CONSIGNA 1: Transcribe sin ningún cambio el pasaje del texto sobre las bendiciones que va desde "JOHANNES PINSK (1891" hasta "su especial bendición.", incluido este último.

TEXTO DADO:
----

La configuración sacramental del mundo material (fragmento)
JOHANNES PINSK (1891 – 1957)
En el Rituale Romanum
encontramos bendiciones para los diversos alimentos y bebidas; una bendición de
los puentes y las fuentes; bendiciones de los vehículos –desde el simple
carruaje hasta el avión– una bendición para las farmacias, para los molinos,
para el barco pesquero, para los sismógrafos, para las bombas de incendio, para
las camillas y la lencería de los enfermos; bendiciones de los caballos y otros
animales domésticos como también de sus piensos; una bendición de las abejas y
gusanos de seda; bendición de los montañistas y sus aparejos; en una palabra,
todo lo que de alguna manera tiene importancia y valor en la vida humana, tiene
su especial bendición.
Además existe como para abarcarlo todo, una Benedictio ad omnia una Bendición
para cualquier objeto.
Se puede añadir que en la Edad Media se unía a estas bendiciones una
copiosa superstición. Pero prescindiendo de este uso supersticioso, la íntima
justificación de estas bendiciones está en su referencia a la Encarnación del
Hijo de Dios y a la muerte redentora que perdona y santifica al universo y en
la cual se apoya, ante todo, el poder de reconstrucción universal.

----

FILAS DE ENTRADA:
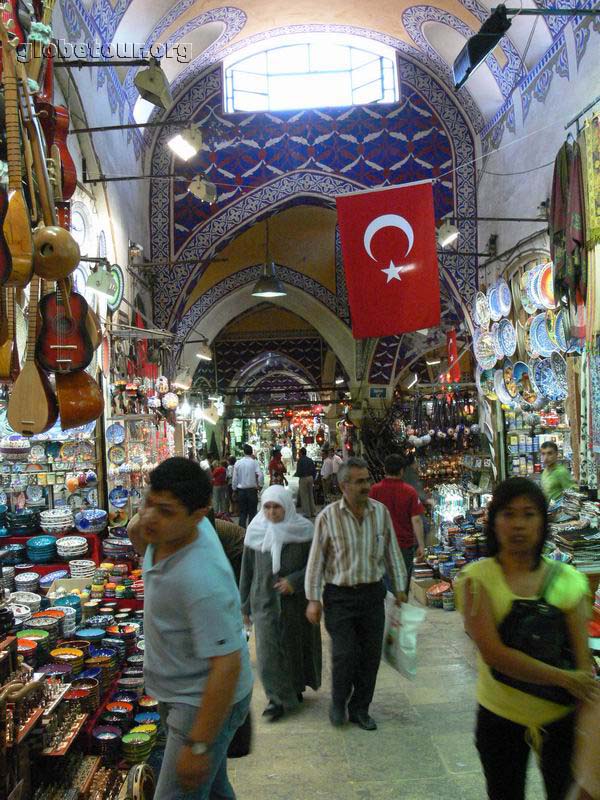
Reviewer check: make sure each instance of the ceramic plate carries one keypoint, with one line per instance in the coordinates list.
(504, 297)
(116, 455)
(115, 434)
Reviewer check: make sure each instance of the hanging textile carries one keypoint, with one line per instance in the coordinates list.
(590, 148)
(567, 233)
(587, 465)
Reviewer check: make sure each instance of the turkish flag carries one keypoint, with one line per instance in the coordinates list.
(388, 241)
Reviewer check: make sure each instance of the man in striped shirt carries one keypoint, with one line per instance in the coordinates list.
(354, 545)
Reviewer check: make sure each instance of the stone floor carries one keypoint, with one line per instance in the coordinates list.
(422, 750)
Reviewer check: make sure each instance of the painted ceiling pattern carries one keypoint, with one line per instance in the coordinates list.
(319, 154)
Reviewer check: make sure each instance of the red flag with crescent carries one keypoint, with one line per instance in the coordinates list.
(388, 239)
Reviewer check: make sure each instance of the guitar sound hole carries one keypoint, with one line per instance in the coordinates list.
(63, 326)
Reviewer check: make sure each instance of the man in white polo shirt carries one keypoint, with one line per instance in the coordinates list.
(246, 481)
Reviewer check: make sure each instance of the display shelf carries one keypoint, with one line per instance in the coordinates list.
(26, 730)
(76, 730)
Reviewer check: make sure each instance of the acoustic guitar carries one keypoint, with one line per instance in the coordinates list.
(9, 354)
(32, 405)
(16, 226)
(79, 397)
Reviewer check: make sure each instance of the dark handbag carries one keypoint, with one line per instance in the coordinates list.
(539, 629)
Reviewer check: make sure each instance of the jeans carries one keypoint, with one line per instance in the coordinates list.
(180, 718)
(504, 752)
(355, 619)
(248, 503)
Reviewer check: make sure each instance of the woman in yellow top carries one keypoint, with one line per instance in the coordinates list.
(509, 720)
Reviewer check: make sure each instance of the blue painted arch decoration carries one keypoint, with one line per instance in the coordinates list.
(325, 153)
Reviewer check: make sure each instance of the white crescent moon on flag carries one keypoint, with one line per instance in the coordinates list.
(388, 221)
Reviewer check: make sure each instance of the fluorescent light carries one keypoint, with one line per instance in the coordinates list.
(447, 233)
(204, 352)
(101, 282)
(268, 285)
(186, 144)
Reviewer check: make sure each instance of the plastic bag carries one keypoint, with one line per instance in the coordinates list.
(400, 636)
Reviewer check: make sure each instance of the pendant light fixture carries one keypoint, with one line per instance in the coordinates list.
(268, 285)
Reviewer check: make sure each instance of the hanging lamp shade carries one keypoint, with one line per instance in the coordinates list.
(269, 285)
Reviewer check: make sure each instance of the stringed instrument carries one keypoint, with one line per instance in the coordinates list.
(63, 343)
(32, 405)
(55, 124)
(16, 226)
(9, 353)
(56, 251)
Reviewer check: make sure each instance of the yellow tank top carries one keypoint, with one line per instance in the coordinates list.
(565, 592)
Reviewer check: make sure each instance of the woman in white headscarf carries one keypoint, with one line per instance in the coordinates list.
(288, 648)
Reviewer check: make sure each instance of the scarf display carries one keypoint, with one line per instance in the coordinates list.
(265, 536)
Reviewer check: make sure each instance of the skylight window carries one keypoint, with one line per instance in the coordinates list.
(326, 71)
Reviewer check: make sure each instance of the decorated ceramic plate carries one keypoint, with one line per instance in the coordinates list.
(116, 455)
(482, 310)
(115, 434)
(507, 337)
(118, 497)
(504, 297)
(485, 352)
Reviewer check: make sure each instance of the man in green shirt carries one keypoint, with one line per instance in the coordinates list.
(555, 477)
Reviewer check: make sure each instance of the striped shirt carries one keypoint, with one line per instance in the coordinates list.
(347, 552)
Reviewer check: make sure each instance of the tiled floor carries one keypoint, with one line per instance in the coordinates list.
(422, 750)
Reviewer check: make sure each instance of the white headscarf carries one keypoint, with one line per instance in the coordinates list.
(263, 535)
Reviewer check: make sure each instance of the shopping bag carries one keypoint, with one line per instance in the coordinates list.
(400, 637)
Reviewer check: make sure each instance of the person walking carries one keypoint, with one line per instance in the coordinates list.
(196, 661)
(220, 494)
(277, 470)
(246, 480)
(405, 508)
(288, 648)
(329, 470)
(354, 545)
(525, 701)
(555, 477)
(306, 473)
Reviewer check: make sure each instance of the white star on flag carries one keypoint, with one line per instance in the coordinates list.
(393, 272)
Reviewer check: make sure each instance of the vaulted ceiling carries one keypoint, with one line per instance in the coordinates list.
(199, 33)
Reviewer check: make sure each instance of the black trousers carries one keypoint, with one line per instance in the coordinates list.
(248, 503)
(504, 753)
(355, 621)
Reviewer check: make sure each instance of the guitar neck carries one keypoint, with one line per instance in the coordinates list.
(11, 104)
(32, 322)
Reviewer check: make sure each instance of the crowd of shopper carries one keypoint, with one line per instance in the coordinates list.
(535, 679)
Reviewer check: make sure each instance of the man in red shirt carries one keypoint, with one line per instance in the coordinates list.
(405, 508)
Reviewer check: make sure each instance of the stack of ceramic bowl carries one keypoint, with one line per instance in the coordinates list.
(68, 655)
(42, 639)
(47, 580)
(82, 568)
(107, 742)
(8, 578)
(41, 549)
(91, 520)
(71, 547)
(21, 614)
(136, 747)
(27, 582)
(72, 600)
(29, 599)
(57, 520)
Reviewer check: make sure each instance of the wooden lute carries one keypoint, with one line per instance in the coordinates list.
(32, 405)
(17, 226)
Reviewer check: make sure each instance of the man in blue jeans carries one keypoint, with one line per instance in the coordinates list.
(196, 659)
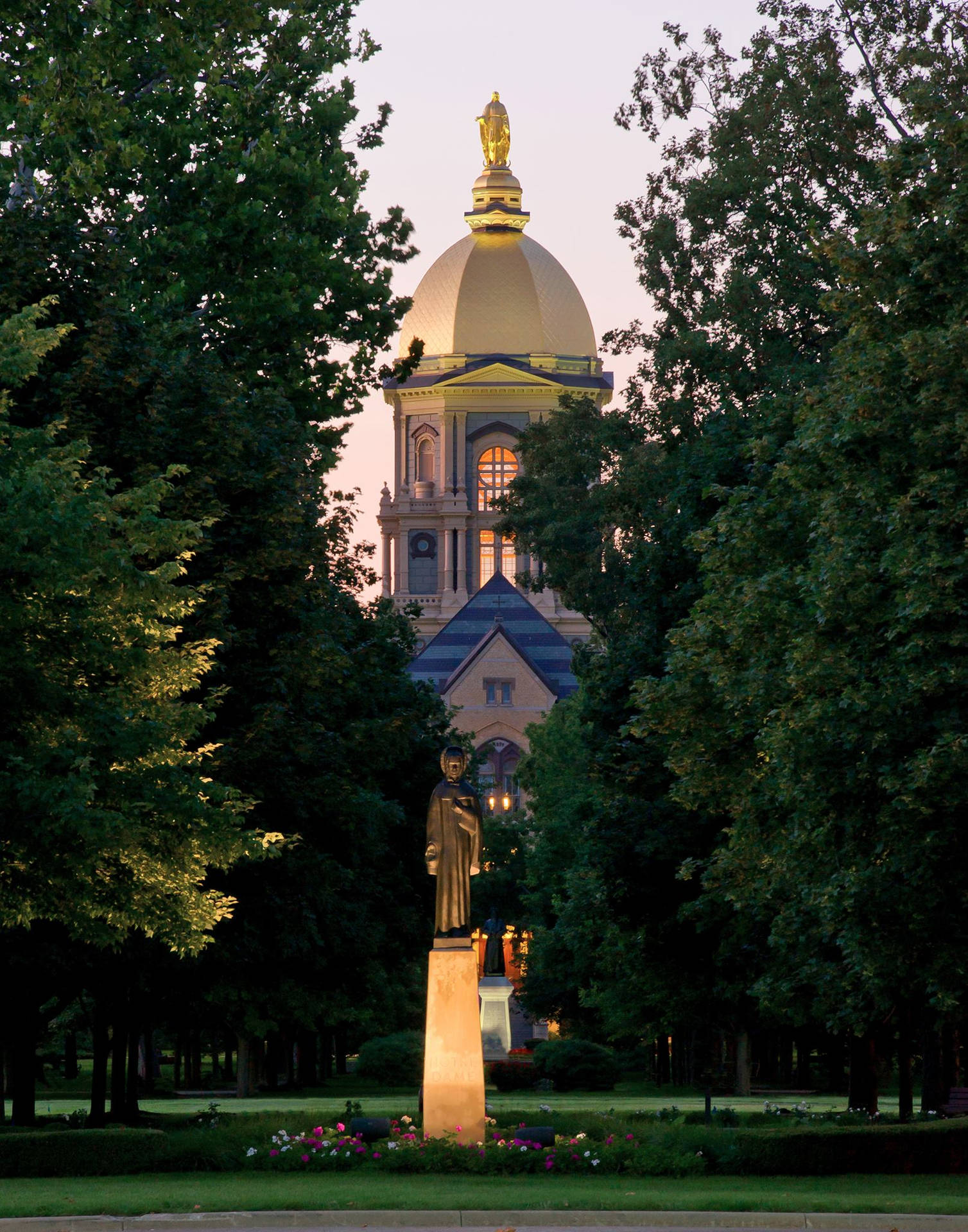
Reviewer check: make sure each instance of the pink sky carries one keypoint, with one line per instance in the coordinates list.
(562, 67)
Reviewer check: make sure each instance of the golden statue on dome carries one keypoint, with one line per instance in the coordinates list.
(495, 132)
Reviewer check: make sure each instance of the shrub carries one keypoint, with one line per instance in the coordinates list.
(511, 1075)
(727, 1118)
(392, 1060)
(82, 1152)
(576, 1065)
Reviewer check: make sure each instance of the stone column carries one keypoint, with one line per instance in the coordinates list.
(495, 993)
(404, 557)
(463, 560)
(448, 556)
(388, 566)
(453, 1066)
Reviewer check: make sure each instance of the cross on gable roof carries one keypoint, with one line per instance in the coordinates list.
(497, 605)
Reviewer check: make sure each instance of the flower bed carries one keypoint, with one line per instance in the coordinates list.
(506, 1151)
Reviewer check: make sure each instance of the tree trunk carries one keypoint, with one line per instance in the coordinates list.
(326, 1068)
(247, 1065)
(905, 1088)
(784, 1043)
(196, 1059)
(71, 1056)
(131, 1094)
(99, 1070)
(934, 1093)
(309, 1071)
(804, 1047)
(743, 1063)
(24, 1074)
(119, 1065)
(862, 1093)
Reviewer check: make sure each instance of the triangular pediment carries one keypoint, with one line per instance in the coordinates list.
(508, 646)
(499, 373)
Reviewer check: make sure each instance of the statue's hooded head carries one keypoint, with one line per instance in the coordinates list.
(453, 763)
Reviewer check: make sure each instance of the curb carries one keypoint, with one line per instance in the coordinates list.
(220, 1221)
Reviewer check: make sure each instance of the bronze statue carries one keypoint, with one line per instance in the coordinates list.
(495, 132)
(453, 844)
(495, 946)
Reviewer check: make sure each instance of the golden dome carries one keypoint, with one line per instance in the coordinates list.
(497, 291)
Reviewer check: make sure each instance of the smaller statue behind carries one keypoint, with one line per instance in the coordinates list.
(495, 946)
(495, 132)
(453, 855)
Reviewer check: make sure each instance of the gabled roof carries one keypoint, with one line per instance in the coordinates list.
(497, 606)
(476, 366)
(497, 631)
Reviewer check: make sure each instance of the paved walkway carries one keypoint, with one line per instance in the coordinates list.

----

CONSIGNA 2: Escoge entre las filas de arriba todas las que contengan la palabra "flag" y cópialas enteras. Las mayúsculas y minúsculas cuentan.

RESPUESTA CORRECTA 1:
JOHANNES PINSK (1891 – 1957)
En el Rituale Romanum
encontramos bendiciones para los diversos alimentos y bebidas; una bendición de
los puentes y las fuentes; bendiciones de los vehículos –desde el simple
carruaje hasta el avión– una bendición para las farmacias, para los molinos,
para el barco pesquero, para los sismógrafos, para las bombas de incendio, para
las camillas y la lencería de los enfermos; bendiciones de los caballos y otros
animales domésticos como también de sus piensos; una bendición de las abejas y
gusanos de seda; bendición de los montañistas y sus aparejos; en una palabra,
todo lo que de alguna manera tiene importancia y valor en la vida humana, tiene
su especial bendición.

RESPUESTA CORRECTA 2:
Reviewer check: make sure each instance of the turkish flag carries one keypoint, with one line per instance in the coordinates list.
Reviewer check: make sure each instance of the red flag with crescent carries one keypoint, with one line per instance in the coordinates list.
Reviewer check: make sure each instance of the white crescent moon on flag carries one keypoint, with one line per instance in the coordinates list.
Reviewer check: make sure each instance of the white star on flag carries one keypoint, with one line per instance in the coordinates list.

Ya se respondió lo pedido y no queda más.